◆ **Document**
Both are effective cleaners, but when it comes to washing clothes, the popular choice has been detergent. Soaps, many complain, leave a film on fabric that turns the material dull and gray, but they're the greener choice.

Zeroing in on Green Alternatives

Ecofriendly laundry detergents substitute plant-based oils for the nonrenewable, petroleum-based components. They typically are free of heavy perfumes, although many are scented with essential oils, such as lavender and orange. And they also omit dyes and optical brighteners - for those who prefer their clothes to be truly clean rather than coated with something that makes the material look whiter. (You want clothes to be clean, not glow in the dark like George Hamilton's smile.)

◆ **Job 1**
Copy out the listing lines starting at the line that contains "Can you find the horse" and ending after the line that contains "166 119 177 133", leaving out the picture.
The listing that follows has no connection to the laundry text above.

◆ **Exercise data**
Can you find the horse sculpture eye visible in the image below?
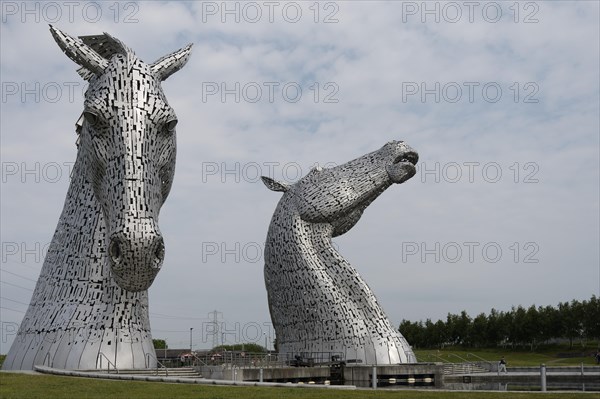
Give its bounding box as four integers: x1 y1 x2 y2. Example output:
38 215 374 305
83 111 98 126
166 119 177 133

==

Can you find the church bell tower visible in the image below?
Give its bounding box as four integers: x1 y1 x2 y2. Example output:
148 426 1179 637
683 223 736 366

◆ **Job 2**
According to the laundry text, what do ecofriendly laundry detergents use in place of nonrenewable, petroleum-based components?

◆ **Task output 1**
Can you find the horse sculpture eye visible in the image below?
Give its bounding box as four integers: x1 y1 x2 y2. Example output:
38 215 374 305
83 111 98 126
166 119 177 133

◆ **Task output 2**
Plant-based oils.